## Goal
Continue the court opinion on the fire insurance claim for the Chevrolet from the point where it stops.

## Source
This suit was begun in the justice court on a policy of insurance for $200 which had been taken out to cover the loss by fire on a Chevrolet car. The case reached the circuit court on appeal and there a judgment was rendered for the defendant, from which an appeal is brought to this court.

The sole question to be determined here is, did the plaintiff have an insurable interest in the automobile at the time the policy was issued and at the time of the fire? If it be determined that he had, then the plaintiff should recover, and if he had no insurable interest then the judgment of the trial court must be affirmed.

The facts of the case are: On December 22, 1922, one S.G. Robertson was the owner of the automobile which is the subject of the insurance. He had paid the premium for a $200 policy of insurance to defendant's agent but the policy had not been delivered. On December 22, 1922, Robertson sold the automobile to the plaintiff and the policy, instead of being issued to Robertson, was made directly to the purchaser of the car, the plaintiff. On December 22nd, Robertson delivered to the plaintiff the policy sued on, the certificate of title which had been issued to him by the Secretary of State, a bill of sale which gave the purchaser and seller's name and address, set forth the consideration paid for the car, and described the car in the exact words and figures as it is described in the face of the State certificate, covenanted that it was free from encumbrance and that he had a legal right to dispose of same, and contained a warranty to defend the title against all claimants. The bill of sale was signed by S.G. Robertson; it was not acknowledged. On the 23nd day of December, 1922, the car burned, and after some negotiation with the insurance adjuster, liability was denied on the ground that the seller, S.G. Robertson, and the purchaser, J.P. Howell, had not conformed to the requirements of the law as set forth in the chapter on motor vehicles, found on page 76, Session Acts 1921, extra session, and particularly that portion of the law which relates to the transfer of cars and the certificates of title, found on page 90, which provides, among other things: "In the event of a sale or transfer of ownership of a motor vehicle or trailer for which a certificate of ownership has been issued, the holder of such certificate shall endorse on the same an assignment thereof, with warranty of title in form printed thereon, and prescribed by the commissioner, with a statement of all liens or encumbrances on said motor vehicle or trailer, and deliver the same to the buyer at the time of the delivery to him of said motor vehicle or trailer." Then follows the requirements of the buyer to present the certificate to the commissioner, pay $1, who shall, if everything is in proper form, issue a new certificate. The act also provides that the commissioner shall retain the old certificate as a record in his office, properly indexing the same, making it possible to trace the ownership of the motor vehicle described in the certificate.

It is further provided: "Four months after this law takes effect and thereafter, it shall be unlawful for any person to buy or sell in this State, any motor vehicle or trailer registered under the laws of this State, unless, at the time of the delivery thereof, there shall pass between the parties such certificate of ownership with an assignment thereof, as herein provided, and the sale of any motor vehicle or trailer registered under the laws of this State, without the assignment of such certificate of ownership, shall be fraudulent and void." The law further provides that "the commissioner shall determine the form in which application for such certificate of ownership and the assignment shall be made, in case forms differing from those used for individuals are, in his judgment, reasonably required."

## Information shown
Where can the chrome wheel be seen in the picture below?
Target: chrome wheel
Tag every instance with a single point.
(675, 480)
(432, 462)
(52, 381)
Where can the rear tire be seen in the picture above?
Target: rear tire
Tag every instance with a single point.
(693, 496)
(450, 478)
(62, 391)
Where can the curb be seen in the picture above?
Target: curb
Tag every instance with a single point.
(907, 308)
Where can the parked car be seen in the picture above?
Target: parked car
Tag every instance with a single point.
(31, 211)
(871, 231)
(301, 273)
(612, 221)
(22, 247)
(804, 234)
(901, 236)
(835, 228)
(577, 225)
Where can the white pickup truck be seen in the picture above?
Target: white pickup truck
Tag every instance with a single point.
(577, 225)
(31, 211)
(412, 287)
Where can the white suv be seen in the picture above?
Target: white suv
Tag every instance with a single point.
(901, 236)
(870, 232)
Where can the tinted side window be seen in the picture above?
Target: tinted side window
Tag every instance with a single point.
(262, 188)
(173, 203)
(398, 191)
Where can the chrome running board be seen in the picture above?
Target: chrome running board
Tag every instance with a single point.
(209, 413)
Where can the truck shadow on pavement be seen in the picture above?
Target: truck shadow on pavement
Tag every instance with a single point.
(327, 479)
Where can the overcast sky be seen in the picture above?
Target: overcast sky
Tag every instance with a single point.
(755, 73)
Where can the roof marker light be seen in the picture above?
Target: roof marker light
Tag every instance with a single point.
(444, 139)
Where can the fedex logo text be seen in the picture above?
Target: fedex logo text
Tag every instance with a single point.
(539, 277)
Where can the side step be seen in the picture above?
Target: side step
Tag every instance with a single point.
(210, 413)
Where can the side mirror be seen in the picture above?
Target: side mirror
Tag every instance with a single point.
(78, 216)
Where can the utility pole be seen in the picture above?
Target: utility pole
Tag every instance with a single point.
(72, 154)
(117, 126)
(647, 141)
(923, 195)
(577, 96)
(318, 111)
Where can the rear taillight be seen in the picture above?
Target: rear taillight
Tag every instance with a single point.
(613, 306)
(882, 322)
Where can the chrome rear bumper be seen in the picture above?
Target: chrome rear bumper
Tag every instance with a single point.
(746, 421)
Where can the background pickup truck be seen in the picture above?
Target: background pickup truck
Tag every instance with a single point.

## Exercise answer
The Act also provides penalties for various offenses, and contains the following blanket provision which would cover a failure to properly comply with the law in reference to the assignment of motor cars: "Any person who violates any of the other provisions of this act shall, upon conviction thereof, be punished by a fine of not less than five dollars ($5) or more than five hundred ($500) or by imprisonment in the county jail for a term not exceeding two years, or by both such fine and imprisonment."

The form which the commissioner prescribed for assignments, and which is written on the back of each certificate of title issued by his office, is as follows:

"Assignment of Title."

"For value received I hereby sell, assign or transfer unto ____ (Name of Purchaser) (Address) ____, Missouri, the motor vehicle described on the reverse side of this Certificate, and I hereby warrant the title to said motor vehicle and certify that at the time of delivery the same is subject to the following liens or encumbrances, and none other:

Amount ____. Kind ____. Date ____. Favor of ____.

Signed, ____________ Assignor."

Following this assignment of title is a form for the assignor to acknowledge the execution of the assignment before a Notary Public. The point in this case upon which the defendant seeks to evade liability is that this blank form of assignment on the certificate of title was not signed by Robertson, the assignor, nor was it acknowledged at the time the sale of the car was made, at the time the insurance was written, and at the time of the fire. Respondent therefore points to the law which by its expressed terms requires that an assignment be executed in the form prescribed by the commissioner, and further provides that a failure to comply with this law renders the transaction "unlawful," "fraudulent and void," and a provision setting forth the penalty for such failure. The theory being that the law not having been complied with, with reference to the sale of motor vehicles, the sale from Robertson to plaintiff was unlawful, fraudulent and void, and that therefore the consideration for the purported sale being unlawful the transaction between the parties, as they undertook to carry out the sale, vested no title or interest whatever to the car in the plaintiff, and having no interest or title he could have no insurance.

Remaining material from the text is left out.